▶ **WORK INSTRUCTIONS**: Stopping right after the line with "Locate the framed", please reproduce the material below exactly from its first line.

▶ **PROVIDED DATA**:
_ _ _ _ _ _ _

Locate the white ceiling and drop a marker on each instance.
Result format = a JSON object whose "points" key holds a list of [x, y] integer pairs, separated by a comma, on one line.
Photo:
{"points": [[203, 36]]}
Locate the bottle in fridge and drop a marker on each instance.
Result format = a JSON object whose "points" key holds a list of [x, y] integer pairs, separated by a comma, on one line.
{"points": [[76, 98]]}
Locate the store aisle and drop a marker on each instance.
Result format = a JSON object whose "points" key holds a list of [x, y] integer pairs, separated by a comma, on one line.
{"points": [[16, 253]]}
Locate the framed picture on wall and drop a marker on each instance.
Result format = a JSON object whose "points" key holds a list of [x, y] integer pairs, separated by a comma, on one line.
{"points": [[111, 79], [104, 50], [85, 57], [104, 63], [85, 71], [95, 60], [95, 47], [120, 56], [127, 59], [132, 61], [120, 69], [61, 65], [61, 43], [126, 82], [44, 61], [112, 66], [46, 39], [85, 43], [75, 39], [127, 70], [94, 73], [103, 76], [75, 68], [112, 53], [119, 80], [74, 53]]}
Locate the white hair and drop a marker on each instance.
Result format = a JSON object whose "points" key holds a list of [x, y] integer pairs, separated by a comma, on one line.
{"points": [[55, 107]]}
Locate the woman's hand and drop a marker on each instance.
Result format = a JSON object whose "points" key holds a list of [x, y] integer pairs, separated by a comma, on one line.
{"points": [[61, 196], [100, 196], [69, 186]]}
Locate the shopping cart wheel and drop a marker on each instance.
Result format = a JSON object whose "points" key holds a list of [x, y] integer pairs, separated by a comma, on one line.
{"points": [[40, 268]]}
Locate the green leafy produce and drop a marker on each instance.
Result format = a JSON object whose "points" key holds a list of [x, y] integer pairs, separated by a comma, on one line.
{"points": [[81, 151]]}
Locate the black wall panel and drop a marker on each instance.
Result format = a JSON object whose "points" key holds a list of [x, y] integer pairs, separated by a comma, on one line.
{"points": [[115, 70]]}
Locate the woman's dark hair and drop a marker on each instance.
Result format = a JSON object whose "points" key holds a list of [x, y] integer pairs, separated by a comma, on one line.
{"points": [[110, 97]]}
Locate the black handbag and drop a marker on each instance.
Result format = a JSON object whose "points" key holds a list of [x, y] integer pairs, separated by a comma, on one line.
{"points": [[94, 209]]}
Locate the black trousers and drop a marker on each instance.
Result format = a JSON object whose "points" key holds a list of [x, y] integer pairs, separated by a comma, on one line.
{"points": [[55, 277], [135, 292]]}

_ _ _ _ _ _ _

▶ **TASK RESULT**:
Locate the white ceiling and drop a marker on each instance.
Result format = a JSON object whose "points" key holds a list of [x, y] integer pairs, separated by a comma, on one line.
Photo:
{"points": [[203, 36]]}
Locate the bottle in fridge and drop a marker on each instance.
Result format = a JSON object whose "points" key holds a list of [x, y] integer pairs, separated by a comma, on one line.
{"points": [[76, 98]]}
Locate the store aisle and drop a marker on each instance.
Result format = a JSON object whose "points" key holds a list of [x, y] integer pairs, separated by a comma, on one line.
{"points": [[16, 253]]}
Locate the framed picture on wall and drop a marker on each instance.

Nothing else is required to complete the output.